- **Tasks to carry out**:
**A.** Answer these questions from the streaming SQL message, one line each:
(i) Which window function does not have an align argument?
(ii) What value is given as the last argument to HOP in the Q5 query?
(iii) What heading is given to Q6?
**B.** From the streaming SQL message, extract the part that opens with the words containing "That's awesome! I" and closes with "to use HOP.".
**C.** List every distinct function name called in the Q6 query of the streaming SQL message.

- **Extract**:
--- start ---

Re: Hopping and tumbling windows in streaming SQL

Yi Pan Mon, 29 Jun 2015 15:00:06 -0700

Hey, Julian,

That's awesome! I read through all the examples and it is really easy to
express most of our use cases now! Thanks a lot!


I have just a few additional points here:

Q5. Aligned tumbling window

TUMBLE does not have an align argument, so you need to use HOP.

SELECT STREAM START(rowtime),
  COUNT(*)
FROM Orders
GROUP BY HOP(rowtime,
    INTERVAL '1' HOUR,
    INTERVAL '1' HOUR,
    TIME '0:30')

Emits a row at 00:30 containing rows in [23:30, 00:30);
emits a row at 01:30 containing rows in [00:30, 01:30), etc.

It would be easy to extend the TUMBLE to support align as well, right? This
is a small syntactic sugar but I think that it will be handy.

Q6. Decaying average

SELECT STREAM END(rowtime),
  productId,
  SUM(unitPrice * EXP((rowtime - START(rowtime)) SECOND / INTERVAL '1'
HOUR))
   / SUM(EXP((rowtime - START(rowtime)) SECOND / INTERVAL '1' HOUR))

--- end ---

- **Data segment**:
--- start ---

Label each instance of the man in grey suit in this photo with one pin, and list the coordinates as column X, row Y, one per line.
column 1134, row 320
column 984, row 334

--- end ---

- **Answers provided**:
**A.**
(i) TUMBLE
(ii) TIME '0:30'
(iii) Decaying average

**B.**
That's awesome! I read through all the examples and it is really easy to
express most of our use cases now! Thanks a lot!


I have just a few additional points here:

Q5. Aligned tumbling window

TUMBLE does not have an align argument, so you need to use HOP.

**C.**
END
SUM
EXP
START